* _TASK INSTRUCTIONS_
1/ According to the Happy Hardy and Heer article, who distributed the film?
2/ Print the part of the Happy Hardy and Heer article from "2020 Indian film" to "her ideal partner.", word for word.

* _SOURCE_

-- start --

- Theatrical release poster
- Directed by: Raka
- Written by: Sonia Kapoor
- Story by: Himesh Reshammiya
- Produced by: Deepshikha Deshmukh; Sabita Manakchand;
- Starring: Himesh Reshammiya Sonia Mann
- Cinematography: Chandan Kowli
- Edited by: Deepak Chandra
- Music by: Himesh Reshammiya
- Production companies: EYKA Films HR Musik Limited
- Distributed by: Tips Industries
- Release date: 31 January 2020;
- Running time: 123 minutes
- Country: India
- Language: Hindi

= Happy Hardy and Heer =

2020 Indian film by Raka

Happy Hardy and Heer is a 2020 Indian Hindi-language musical romantic drama film directed by Raka, produced by Deepshikha Deshmukh and Sabita Manakchand, starring Himesh Reshammiya in a double role and Sonia Mann.

==Plot==
Happy, a lovable loser, is in love with his childhood friend Heer. Although she is fond of him, she has not expressed romantic feelings toward him. When Heer moves to London, Happy follows her. While he claims to be seeking employment, his true intention is to win her affection. In London, Heer meets Hardy, who was born and raised there. Whereas Happy appears as a carefree man who repeatedly fails in his endeavors, Hardy is a successful entrepreneur. Heer becomes attracted to Hardy, and a twist in the story places her in a position where she must choose between her childhood friend and her ideal partner.

-- end --

* _DATASET SECTION_
-- start --

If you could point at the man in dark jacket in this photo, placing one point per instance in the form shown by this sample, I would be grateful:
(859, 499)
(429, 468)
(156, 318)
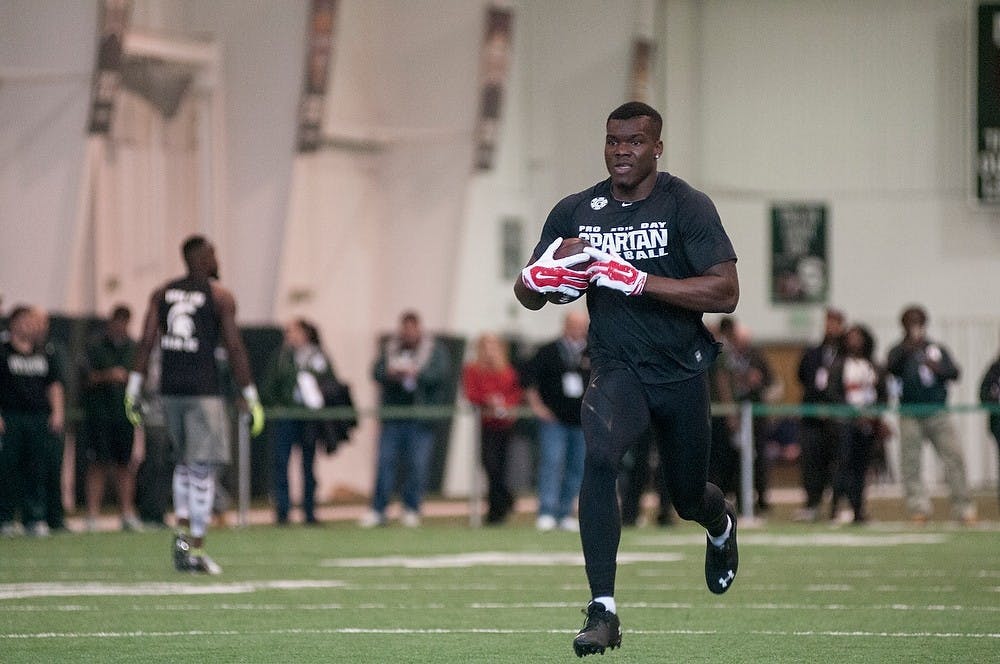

-- end --

* _ANSWERS BY TASK_
1/ Tips Industries

2/
2020 Indian film by Raka

Happy Hardy and Heer is a 2020 Indian Hindi-language musical romantic drama film directed by Raka, produced by Deepshikha Deshmukh and Sabita Manakchand, starring Himesh Reshammiya in a double role and Sonia Mann.

==Plot==
Happy, a lovable loser, is in love with his childhood friend Heer. Although she is fond of him, she has not expressed romantic feelings toward him. When Heer moves to London, Happy follows her. While he claims to be seeking employment, his true intention is to win her affection. In London, Heer meets Hardy, who was born and raised there. Whereas Happy appears as a carefree man who repeatedly fails in his endeavors, Hardy is a successful entrepreneur. Heer becomes attracted to Hardy, and a twist in the story places her in a position where she must choose between her childhood friend and her ideal partner.